§ Task statement
Give the data back exactly as it stands.

§ Data extracted from a collection
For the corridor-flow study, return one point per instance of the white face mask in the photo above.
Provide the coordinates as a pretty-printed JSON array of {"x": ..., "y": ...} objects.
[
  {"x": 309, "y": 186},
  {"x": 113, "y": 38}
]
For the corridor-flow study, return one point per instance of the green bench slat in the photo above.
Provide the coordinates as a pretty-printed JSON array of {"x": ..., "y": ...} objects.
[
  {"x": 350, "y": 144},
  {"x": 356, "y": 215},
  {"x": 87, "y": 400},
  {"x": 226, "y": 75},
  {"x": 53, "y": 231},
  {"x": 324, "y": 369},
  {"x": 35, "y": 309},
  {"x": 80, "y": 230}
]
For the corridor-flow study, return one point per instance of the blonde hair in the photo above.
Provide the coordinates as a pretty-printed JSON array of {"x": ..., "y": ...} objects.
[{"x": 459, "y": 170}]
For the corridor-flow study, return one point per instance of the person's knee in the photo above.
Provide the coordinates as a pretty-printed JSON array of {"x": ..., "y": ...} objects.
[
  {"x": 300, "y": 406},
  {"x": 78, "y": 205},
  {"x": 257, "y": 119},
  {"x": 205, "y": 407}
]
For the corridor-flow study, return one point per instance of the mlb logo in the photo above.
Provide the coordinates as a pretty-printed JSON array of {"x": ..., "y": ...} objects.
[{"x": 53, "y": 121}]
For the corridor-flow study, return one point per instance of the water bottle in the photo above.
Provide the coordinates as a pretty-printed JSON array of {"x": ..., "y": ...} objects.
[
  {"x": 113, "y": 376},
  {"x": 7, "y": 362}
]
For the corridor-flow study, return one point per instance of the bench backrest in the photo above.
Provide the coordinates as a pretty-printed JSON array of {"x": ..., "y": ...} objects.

§ Your response
For the corridor-flow study, return one point per instance of the white face mask in the photo above.
Provide the coordinates as a pretty-printed JSON array of {"x": ..., "y": ...} objects.
[
  {"x": 309, "y": 186},
  {"x": 113, "y": 38}
]
For the corridor-flow study, return one point per instance of the green bench slat in the photo above.
Provide the coordinates as a pretty-printed JSON array of {"x": ..., "y": ...} objects.
[
  {"x": 350, "y": 144},
  {"x": 356, "y": 215},
  {"x": 87, "y": 400},
  {"x": 226, "y": 75},
  {"x": 53, "y": 231},
  {"x": 324, "y": 369},
  {"x": 35, "y": 309},
  {"x": 80, "y": 230}
]
For the corridor-flow study, return one point per instance of the blonde hair in the photo above.
Provide the coordinates as a pretty-printed JSON array of {"x": ..., "y": ...} objects.
[{"x": 459, "y": 170}]
For the corridor-flow study, return one point per instance of the person's knee in the photo above.
Provide the coordinates as a pretty-printed JSON array of {"x": ..., "y": ...} objects.
[
  {"x": 300, "y": 406},
  {"x": 78, "y": 205},
  {"x": 257, "y": 119},
  {"x": 205, "y": 407}
]
For the corridor-flow study, return one point per instance of the mlb logo in the photo above.
Provide the coordinates as a pretty-printed JSON array of {"x": ..., "y": ...} objects.
[{"x": 53, "y": 121}]
For the corridor-flow study, return one point per instance of the water bottle in the photo above.
Provide the coordinates as a pretty-printed JSON array of {"x": ..., "y": ...} objects.
[
  {"x": 113, "y": 376},
  {"x": 7, "y": 362}
]
For the corridor-flow study, return one point per instance of the bench backrest in the photo above.
Provide the coordinates as a pretty-printed JSON array of {"x": ..., "y": ...} objects.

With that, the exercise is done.